» **文章段落**

#####

本論文提出一個適用於全自動虛擬量測系統的自動化資料品質評估架構，此架構包括了製程資料品質評估指標及量測資料品質評估指標。製程資料品質評估指標為將收集到的製程資料，利用主成份分析擷取出資料特徵，再以歐氏距離整合成一綜合指標。其次，量測資料品質評估指標為採用自適應共振理論2與標準變異數方法計算而得。同時，必須自動訂定製程及量測資料品質評估指標的門檻值，若資料品質評估指標值大於其門檻值，代表資料為異常。應用此架構於半導體與TFT-LCD廠的全自動虛擬量測系統上，能夠線上即時地自動評估製程資料與量測資料的好壞，避免異常資料被重新訓練或調校至虛擬量測模型內，以便保持虛擬量測的準確性。在量測資料品質評估方法中，以自適應共振理論2為基礎，依據製程資料的相似性，分出不同的群組，而後計算對應的量測資料的品質統計量。
然而，實務應用上，傳統適應共振理論2仍有無法精確地分類製程資料之情況發生，使得群組內的製程資料並不相似，但卻被分在同一群裡；致造成該群對應的量測資料會有二群(或以上)的現象，如此可能會造成量測資料品質評估指標偵測能力失效。有鑑上述的問題，本論文亦提出進階適應共振理論2，以便藉強化相似度比對和自動尋優相關參數等功能，來改善原量測資料品質評估指標的偵測能力。
本論文以實際在TFT-LCD廠運作的CVD、黃光、與彩色濾光片生產機台為例，來驗證本自動化資料品質評估架構的效益。由驗證結果綜合本論文提出的資料品質評估架構確實有效且可行。

This dissertation proposes the schemes of automatic process and metrology data-quality evaluations for the automatic virtual metrology (AVM) system. Firstly, principal component analysis (PCA) is applied to extract data features of all the collected equipment process data; then Euclidean distance (ED) is utilized to unify all the principal components into a single index denoted process data quality index (DQIX) for evaluating the quality of process data. Secondly, adaptive resonance theory 2 (ART2) and normalized variability (NV) are applied to define the metrology data quality index (DQIy) for appraising the quality of metrology data. The thresholds of both DQIX and DQIy are also defined and can be adaptively calculated. The DQIX and DQIy data quality evaluation schemes are well-suited for the AVM systems of the semiconductor and TFT-LCD industries to on-line, real-time, and automatically evaluate the quality of all the collected process and metrology data. As such, abnormal data will not be adopted for VM model training or tuning and VM conjecture accuracy can be maintained.

#####

» **資料集**
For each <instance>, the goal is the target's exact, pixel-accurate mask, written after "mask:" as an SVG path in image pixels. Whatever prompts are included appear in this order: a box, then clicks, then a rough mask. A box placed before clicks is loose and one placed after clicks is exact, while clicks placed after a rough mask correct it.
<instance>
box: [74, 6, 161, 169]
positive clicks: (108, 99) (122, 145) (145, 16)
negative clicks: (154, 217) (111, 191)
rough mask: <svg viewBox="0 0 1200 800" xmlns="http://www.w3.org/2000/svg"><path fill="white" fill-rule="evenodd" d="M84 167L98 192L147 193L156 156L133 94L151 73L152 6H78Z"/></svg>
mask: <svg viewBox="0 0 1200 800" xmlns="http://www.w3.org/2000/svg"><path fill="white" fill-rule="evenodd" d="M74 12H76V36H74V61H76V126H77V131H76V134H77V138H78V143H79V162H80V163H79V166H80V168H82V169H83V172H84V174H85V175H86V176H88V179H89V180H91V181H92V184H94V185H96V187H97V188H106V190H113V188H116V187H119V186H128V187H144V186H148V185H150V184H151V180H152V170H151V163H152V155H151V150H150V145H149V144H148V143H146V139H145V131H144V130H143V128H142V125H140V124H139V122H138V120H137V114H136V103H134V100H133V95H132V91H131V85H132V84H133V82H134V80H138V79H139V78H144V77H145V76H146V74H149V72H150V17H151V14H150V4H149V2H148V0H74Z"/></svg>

#####

» **作業說明**
[1] 在這篇關於虛擬量測資料品質評估的文章中，製程資料品質評估指標是依序用哪兩種方法計算出來的？
[2] 請從這篇關於虛擬量測資料品質評估的文章的最後一句之後接著續寫。

» **作答結果**
[1] 先以主成份分析擷取資料特徵，再以歐氏距離整合成一個綜合指標。

[2]
The DQIy algorithm is based on ART2. ART2 divides data into different patterns according to the similarity of process data, and then calculates the corresponding DQIy value and its threshold, DQIyT, for evaluation and judgment. However, in practical applications, the classical ART2 technique still could not cluster process data very precisely. Since some samples with dissimilar process parameters might be sorted into the same cluster, two or more groups could be found in the corresponding metrology-data cluster. This phenomenon may cause invalid DQIy detection. To solve the problem above, the advanced ART2 scheme is also proposed in this dissertation to enhance the accuracy of the DQIy algorithm.
The actual CVD, photo, and color-filter production tools of a TFT-LCD factory were adopted as illustrative examples to verify the practicality of the proposed schemes. Experimental results show that the performance of the schemes is indeed effective and feasible.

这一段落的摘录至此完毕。